#### [GIVEN REQUEST]
Copy the data below line for line, without changing any characters, and leave the pictures out of your copy.

#### [TASK MATERIAL]
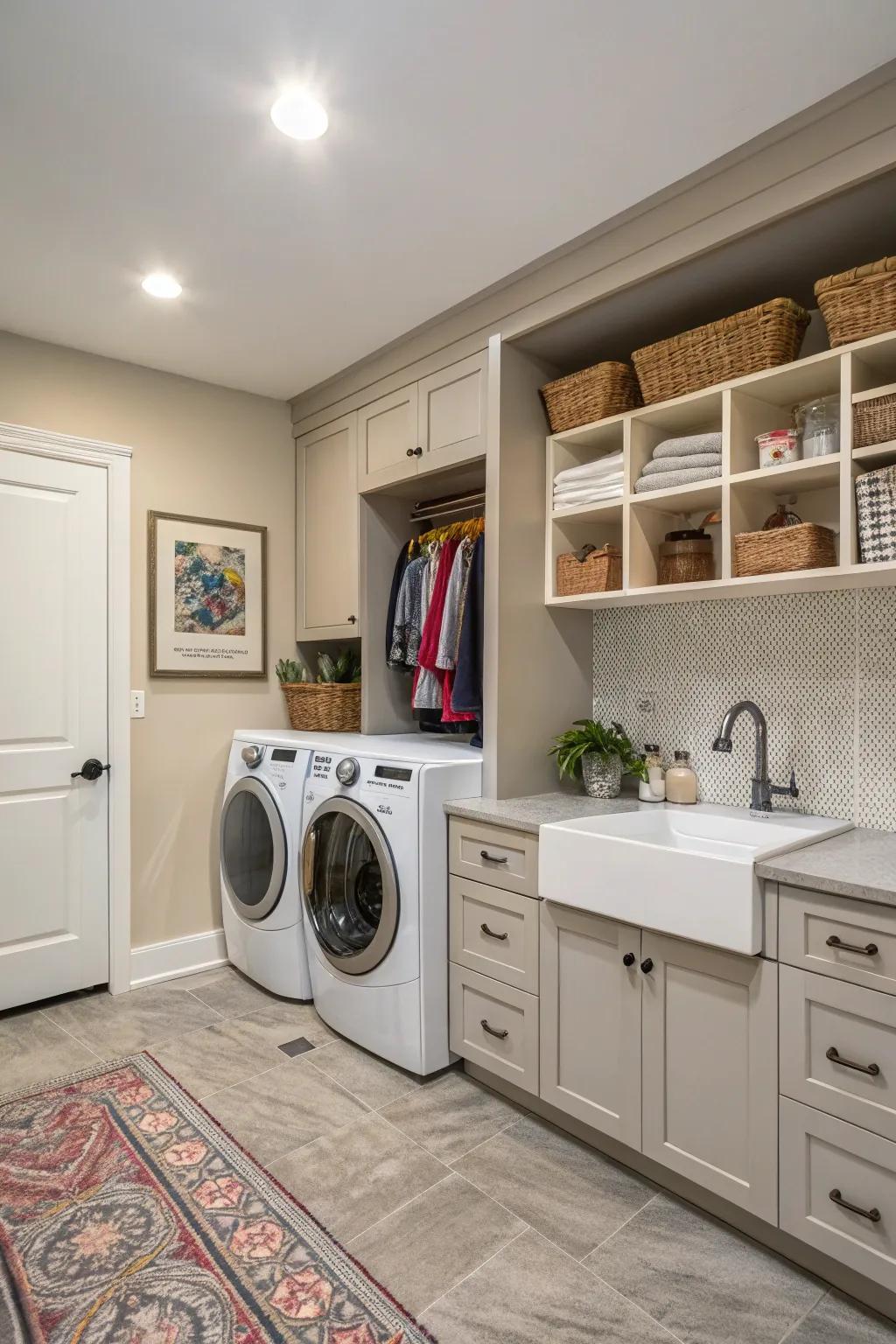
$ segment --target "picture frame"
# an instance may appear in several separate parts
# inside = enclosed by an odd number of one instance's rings
[[[267,528],[146,513],[149,675],[267,677]]]

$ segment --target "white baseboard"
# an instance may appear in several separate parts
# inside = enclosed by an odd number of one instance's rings
[[[171,942],[150,942],[145,948],[130,949],[130,988],[154,985],[161,980],[192,976],[197,970],[214,970],[227,965],[224,930],[193,933],[188,938]]]

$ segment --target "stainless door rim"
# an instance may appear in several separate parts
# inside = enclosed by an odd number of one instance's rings
[[[253,797],[258,798],[262,808],[265,809],[265,816],[267,817],[267,824],[270,825],[271,844],[274,847],[274,856],[271,862],[271,875],[270,884],[262,899],[254,905],[247,906],[234,890],[230,874],[227,872],[226,849],[224,849],[224,825],[227,823],[227,812],[230,805],[238,793],[251,793]],[[219,845],[220,845],[220,874],[227,890],[227,895],[234,902],[238,914],[244,919],[251,919],[258,922],[269,915],[277,902],[279,900],[283,886],[286,884],[286,831],[283,828],[283,818],[279,813],[279,808],[274,802],[274,797],[270,789],[262,784],[257,775],[244,775],[238,780],[231,788],[230,793],[224,798],[224,805],[220,809],[220,832],[219,832]]]
[[[341,957],[337,953],[330,952],[330,949],[325,946],[322,939],[318,937],[317,922],[314,919],[314,910],[312,909],[312,905],[308,899],[308,890],[306,890],[308,884],[306,867],[309,867],[309,864],[306,863],[306,852],[310,855],[312,859],[310,863],[312,880],[314,872],[313,870],[314,847],[313,844],[310,844],[312,831],[314,828],[314,824],[320,821],[321,817],[325,817],[328,813],[332,812],[337,813],[341,812],[345,816],[351,817],[352,821],[357,823],[357,825],[361,828],[367,839],[371,841],[371,847],[373,849],[373,853],[376,855],[376,862],[380,866],[380,874],[383,878],[383,909],[380,911],[380,922],[377,925],[376,933],[373,934],[372,939],[368,942],[367,948],[364,948],[363,952],[356,952]],[[375,966],[379,966],[379,964],[384,960],[387,952],[392,946],[392,942],[395,941],[395,934],[398,933],[399,888],[398,888],[398,874],[395,872],[395,860],[392,859],[392,851],[390,849],[390,843],[383,835],[383,831],[380,829],[379,824],[367,810],[367,808],[363,808],[360,802],[355,802],[352,798],[341,798],[341,797],[326,798],[325,802],[321,802],[321,805],[317,808],[313,817],[308,823],[308,827],[305,828],[305,836],[302,839],[302,852],[300,855],[298,868],[301,875],[300,882],[302,890],[302,902],[305,905],[305,910],[308,911],[308,918],[312,922],[312,929],[314,930],[314,941],[317,942],[317,946],[320,948],[326,961],[329,961],[330,966],[336,966],[337,970],[341,970],[344,974],[348,976],[363,976],[365,972],[373,970]]]

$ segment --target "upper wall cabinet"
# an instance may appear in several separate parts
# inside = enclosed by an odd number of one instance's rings
[[[296,638],[357,625],[357,413],[296,441]]]
[[[486,367],[480,351],[361,407],[361,493],[485,454]]]

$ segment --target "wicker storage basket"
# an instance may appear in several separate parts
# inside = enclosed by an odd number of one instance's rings
[[[896,466],[856,478],[856,515],[862,564],[896,560]]]
[[[281,681],[293,728],[312,732],[361,731],[360,681]]]
[[[896,394],[872,396],[853,406],[853,448],[889,444],[896,438]]]
[[[770,298],[705,327],[631,353],[646,405],[684,396],[797,359],[809,313],[793,298]]]
[[[583,546],[557,555],[557,597],[582,593],[614,593],[622,587],[622,552],[615,546],[598,551]]]
[[[896,257],[853,266],[815,281],[830,344],[845,345],[896,327]]]
[[[819,570],[837,563],[834,534],[819,523],[772,527],[735,536],[735,577]]]
[[[545,383],[541,396],[552,434],[641,406],[641,390],[634,368],[631,364],[617,362],[592,364],[591,368]]]

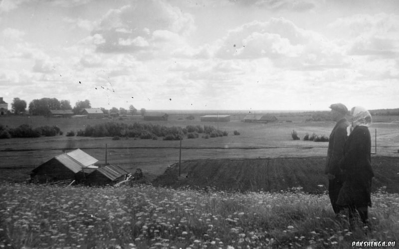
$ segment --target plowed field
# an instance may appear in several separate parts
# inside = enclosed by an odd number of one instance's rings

#### [REPLY TO THE TASK]
$ segment --target "picture frame"
# an instance may appear in several separate parts
# inside = enclosed by an odd number of one instance's rings
[[[267,528],[146,513],[149,675],[267,677]]]

$ segment --target "white baseboard"
# an instance may appear in several separate parts
# inside = enclosed by an odd number of one instance's rings
[[[171,942],[150,942],[145,948],[130,949],[130,988],[154,985],[161,980],[192,976],[197,970],[214,970],[227,965],[224,930],[193,933],[188,938]]]

$ segment --target "stainless door rim"
# an instance may appear in several separate parts
# inside = enclosed by an odd number of one instance's rings
[[[253,797],[258,798],[262,808],[265,809],[265,816],[267,817],[267,824],[270,825],[271,844],[274,847],[274,856],[271,862],[271,875],[270,884],[262,899],[254,905],[247,906],[234,890],[230,874],[227,872],[226,849],[224,849],[224,825],[227,823],[227,812],[230,805],[238,793],[251,793]],[[219,845],[220,845],[220,874],[227,890],[227,895],[234,902],[238,914],[244,919],[251,919],[258,922],[269,915],[277,902],[279,900],[283,886],[286,884],[286,831],[283,828],[283,818],[279,813],[279,808],[274,802],[274,797],[270,789],[262,784],[257,775],[244,775],[238,780],[231,788],[230,793],[224,798],[224,805],[220,809],[220,832],[219,832]]]
[[[341,957],[337,953],[330,952],[330,949],[325,946],[322,939],[318,937],[317,922],[314,919],[314,910],[312,909],[312,905],[308,899],[308,890],[306,890],[308,884],[306,867],[309,867],[309,864],[306,863],[306,852],[310,855],[312,859],[310,863],[312,880],[314,872],[313,870],[314,847],[313,844],[310,844],[312,831],[314,828],[314,824],[320,821],[321,817],[325,817],[328,813],[332,812],[337,813],[341,812],[345,816],[351,817],[352,821],[357,823],[357,825],[361,828],[367,839],[371,841],[371,847],[373,849],[373,853],[376,855],[376,862],[380,866],[380,874],[383,878],[383,909],[380,911],[380,922],[377,925],[376,933],[373,934],[372,939],[368,942],[367,948],[364,948],[363,952],[356,952]],[[375,966],[379,966],[379,964],[384,960],[387,952],[392,946],[392,942],[395,941],[395,934],[398,933],[399,888],[398,888],[398,874],[395,872],[395,860],[392,859],[392,851],[390,849],[390,843],[383,835],[383,831],[380,829],[379,824],[367,810],[367,808],[363,808],[360,802],[355,802],[352,798],[341,798],[341,797],[326,798],[325,802],[321,802],[321,805],[317,808],[313,817],[308,823],[308,827],[305,828],[305,836],[302,839],[302,852],[300,855],[298,868],[301,875],[300,882],[302,890],[302,902],[305,905],[305,910],[308,911],[308,918],[312,922],[312,929],[314,930],[314,941],[317,942],[317,946],[320,948],[326,961],[329,961],[330,966],[336,966],[337,970],[341,970],[344,974],[348,976],[363,976],[365,972],[373,970]]]

$ segment --target "upper wall cabinet"
# an instance may appear in several separate parts
# inside = enclosed by an odd number of one instance's rings
[[[296,638],[357,625],[357,413],[296,441]]]
[[[486,367],[480,351],[361,407],[361,493],[485,454]]]

$ segment --target "wicker storage basket"
# an instance may appear in several separate parts
# inside = enclosed by an odd number of one instance's rings
[[[896,466],[856,478],[856,515],[862,564],[896,560]]]
[[[281,681],[293,728],[312,732],[361,731],[360,681]]]
[[[896,394],[872,396],[853,406],[853,448],[889,444],[896,438]]]
[[[770,298],[705,327],[631,353],[646,405],[684,396],[797,359],[809,313],[793,298]]]
[[[583,546],[557,555],[557,597],[582,593],[614,593],[622,587],[622,552],[615,546],[598,551]]]
[[[896,257],[853,266],[815,281],[830,344],[845,345],[896,327]]]
[[[819,570],[837,563],[834,534],[819,523],[772,527],[735,536],[735,577]]]
[[[545,383],[541,396],[552,434],[641,406],[641,390],[634,368],[631,364],[617,362],[592,364],[591,368]]]

$ segment --target plowed field
# an instance may appear in several separate parts
# inside = enclosed by an odd number of one instance's rings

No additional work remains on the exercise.